(Text block):
*** Begin section ***
AZAZ, Syria – Syrian fighter jets screamed through the sky Wednesday over this rebel-held town, dropping bombs that leveled the better part of a poor neighborhood and wounded scores of people, many of them women and children buried under piles of rubble. Activists said more than 20 people were killed.
The Britain-based Syrian Observatory for Human Rights said 23 people died in the double airstrike and more than 200 were wounded. Mohammed Nour, a local activist reached by phone, put the death toll at 25. Neither figure could be independently confirmed.
Reporters from The Associated Press saw nine dead bodies in the bombings immediate aftermath, including a baby.
The bombings sent panicked civilians fleeing for cover. So many were wounded that the local hospital locked its doors, directing residents to drive to the nearby Turkish border so the injured could be treated on the other side. One persons remains were bundled into a small satchel.
*** End section ***
(Data section):
*** Begin section ***
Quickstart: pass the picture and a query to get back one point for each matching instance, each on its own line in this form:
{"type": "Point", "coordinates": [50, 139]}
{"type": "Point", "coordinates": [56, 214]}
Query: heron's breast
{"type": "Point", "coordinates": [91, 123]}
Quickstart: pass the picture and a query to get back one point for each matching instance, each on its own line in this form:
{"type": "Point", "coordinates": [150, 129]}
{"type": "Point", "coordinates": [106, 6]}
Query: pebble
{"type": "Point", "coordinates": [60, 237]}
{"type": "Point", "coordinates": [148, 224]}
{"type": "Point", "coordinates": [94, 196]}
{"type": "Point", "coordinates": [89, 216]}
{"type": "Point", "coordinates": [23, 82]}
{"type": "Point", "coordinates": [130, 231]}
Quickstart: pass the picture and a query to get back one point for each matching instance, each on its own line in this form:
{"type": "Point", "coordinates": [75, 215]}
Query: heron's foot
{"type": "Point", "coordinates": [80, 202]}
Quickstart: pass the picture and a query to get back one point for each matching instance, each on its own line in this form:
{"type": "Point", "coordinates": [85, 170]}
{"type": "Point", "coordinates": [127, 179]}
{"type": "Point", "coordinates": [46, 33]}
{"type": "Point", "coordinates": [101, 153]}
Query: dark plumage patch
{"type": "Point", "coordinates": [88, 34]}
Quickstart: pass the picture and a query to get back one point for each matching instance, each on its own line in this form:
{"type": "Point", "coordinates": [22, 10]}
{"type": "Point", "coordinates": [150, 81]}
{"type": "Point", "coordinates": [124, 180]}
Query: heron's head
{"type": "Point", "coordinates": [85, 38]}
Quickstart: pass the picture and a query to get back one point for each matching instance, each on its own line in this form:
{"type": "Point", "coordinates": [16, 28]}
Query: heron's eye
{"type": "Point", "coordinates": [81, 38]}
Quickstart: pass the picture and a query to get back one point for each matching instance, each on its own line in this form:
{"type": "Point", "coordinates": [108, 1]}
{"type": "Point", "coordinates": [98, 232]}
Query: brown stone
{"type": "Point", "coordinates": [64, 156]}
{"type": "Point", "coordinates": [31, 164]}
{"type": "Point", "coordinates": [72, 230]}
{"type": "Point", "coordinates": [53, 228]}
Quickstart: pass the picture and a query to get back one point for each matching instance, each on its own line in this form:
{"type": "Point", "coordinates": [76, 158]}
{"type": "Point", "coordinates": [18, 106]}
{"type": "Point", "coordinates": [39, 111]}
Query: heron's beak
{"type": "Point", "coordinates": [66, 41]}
*** End section ***
(Tasks to perform):
(a) Copy the passage of the Azaz airstrike report from "The bombings sent" to "a small satchel." word for word.
(b) Continue the news report on the airstrikes in Azaz from the point where it ends.

(Answers provided):
(a)
The bombings sent panicked civilians fleeing for cover. So many were wounded that the local hospital locked its doors, directing residents to drive to the nearby Turkish border so the injured could be treated on the other side. One persons remains were bundled into a small satchel.

(b)
The bombing of Azaz, about 30 miles north of Aleppo, shattered the sense of control rebels have sought to project since they took the area from President Bashar Assads army last month. Azaz is also the town where rebels have been holding 11 Lebanese Shiites they captured in May.
The attack came on the same day the U.N. released a report accusing Assads forces and pro-government militiamen of war crimes during a May bloodbath in the village of Houla that killed more than 100 civilians, nearly half of them children. It said rebels were also responsible for war crimes in at least three other killings.
The long-awaited report by the U.N. Human Rights Council marks the first time the world body has referred to events in Syria as war crimes – on both the government and rebel sides – and could be used in future prosecutions against Assad or others.